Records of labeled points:
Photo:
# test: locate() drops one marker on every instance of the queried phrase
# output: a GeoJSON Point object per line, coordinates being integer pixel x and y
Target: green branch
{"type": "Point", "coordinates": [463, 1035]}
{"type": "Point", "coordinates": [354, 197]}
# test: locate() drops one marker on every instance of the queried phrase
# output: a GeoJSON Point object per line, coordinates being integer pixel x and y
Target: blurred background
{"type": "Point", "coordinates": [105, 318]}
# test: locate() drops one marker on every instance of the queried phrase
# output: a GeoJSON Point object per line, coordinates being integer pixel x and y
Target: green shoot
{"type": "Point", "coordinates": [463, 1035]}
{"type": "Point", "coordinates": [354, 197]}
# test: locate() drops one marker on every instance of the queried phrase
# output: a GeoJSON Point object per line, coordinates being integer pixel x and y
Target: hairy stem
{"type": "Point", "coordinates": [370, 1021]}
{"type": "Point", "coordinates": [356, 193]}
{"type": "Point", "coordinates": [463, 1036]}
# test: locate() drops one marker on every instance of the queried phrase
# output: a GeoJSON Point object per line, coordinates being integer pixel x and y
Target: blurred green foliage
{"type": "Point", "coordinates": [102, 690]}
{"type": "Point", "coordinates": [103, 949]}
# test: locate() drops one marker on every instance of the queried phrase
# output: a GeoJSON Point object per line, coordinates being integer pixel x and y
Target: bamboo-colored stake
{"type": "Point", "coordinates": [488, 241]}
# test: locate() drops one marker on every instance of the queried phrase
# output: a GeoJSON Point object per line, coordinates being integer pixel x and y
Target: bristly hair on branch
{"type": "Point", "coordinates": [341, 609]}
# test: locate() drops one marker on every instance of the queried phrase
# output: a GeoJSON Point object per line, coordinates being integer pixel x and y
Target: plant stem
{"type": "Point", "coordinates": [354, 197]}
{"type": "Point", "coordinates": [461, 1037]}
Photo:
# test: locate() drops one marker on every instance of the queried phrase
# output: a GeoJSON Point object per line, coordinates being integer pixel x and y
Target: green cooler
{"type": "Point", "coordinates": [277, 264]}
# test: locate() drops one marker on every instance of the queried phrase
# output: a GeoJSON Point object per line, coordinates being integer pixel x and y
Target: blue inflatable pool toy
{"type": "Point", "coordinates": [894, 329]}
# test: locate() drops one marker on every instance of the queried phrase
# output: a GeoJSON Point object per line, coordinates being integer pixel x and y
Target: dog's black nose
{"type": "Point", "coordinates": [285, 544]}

- Problem to work on:
Return the listing above word for word.

- Result:
Photo:
# test: locate() drops one marker on every instance of the queried phrase
# output: a GeoJSON Point object per line, coordinates being integer pixel x and y
Target: green branch
{"type": "Point", "coordinates": [463, 1035]}
{"type": "Point", "coordinates": [354, 197]}
# test: locate() drops one marker on every instance of the queried phrase
# output: a GeoJSON Point object per line, coordinates being integer pixel x and y
Target: blurred background
{"type": "Point", "coordinates": [105, 318]}
# test: locate() drops one marker on every instance of the queried phrase
# output: a GeoJSON Point object per line, coordinates being integer pixel x and y
Target: green shoot
{"type": "Point", "coordinates": [463, 1035]}
{"type": "Point", "coordinates": [354, 197]}
# test: locate() drops one marker on every instance of the queried phrase
# output: a GeoJSON Point object per line, coordinates being integer pixel x and y
Target: hairy stem
{"type": "Point", "coordinates": [370, 1021]}
{"type": "Point", "coordinates": [356, 193]}
{"type": "Point", "coordinates": [463, 1036]}
# test: locate() drops one marker on every instance of the queried phrase
# output: a GeoJSON Point object per line, coordinates being integer pixel x and y
Target: blurred green foliage
{"type": "Point", "coordinates": [102, 690]}
{"type": "Point", "coordinates": [103, 949]}
# test: locate() drops one marker on every instance of the queried phrase
# output: a GeoJSON Point object per line, coordinates being integer pixel x and y
Target: bamboo-colored stake
{"type": "Point", "coordinates": [488, 241]}
# test: locate() drops one marker on every instance of the queried phrase
# output: a GeoJSON Point object per line, coordinates being integer pixel x and y
Target: bristly hair on branch
{"type": "Point", "coordinates": [341, 609]}
# test: locate() drops one marker on every instance of the queried phrase
# output: a GeoJSON Point object per line, coordinates being integer pixel x and y
Target: plant stem
{"type": "Point", "coordinates": [354, 197]}
{"type": "Point", "coordinates": [461, 1037]}
Photo:
# test: locate() drops one marker on every instance of the queried phrase
# output: a GeoJSON Point object per line, coordinates being integer pixel x and y
Target: green cooler
{"type": "Point", "coordinates": [277, 264]}
# test: locate() drops one marker on every instance of the queried phrase
# output: a GeoJSON Point object per line, coordinates being integer pixel x and y
Target: blue inflatable pool toy
{"type": "Point", "coordinates": [894, 329]}
# test: locate() drops one marker on every instance of the queried phrase
# output: a GeoJSON Point object per line, coordinates being integer pixel x and y
Target: dog's black nose
{"type": "Point", "coordinates": [285, 544]}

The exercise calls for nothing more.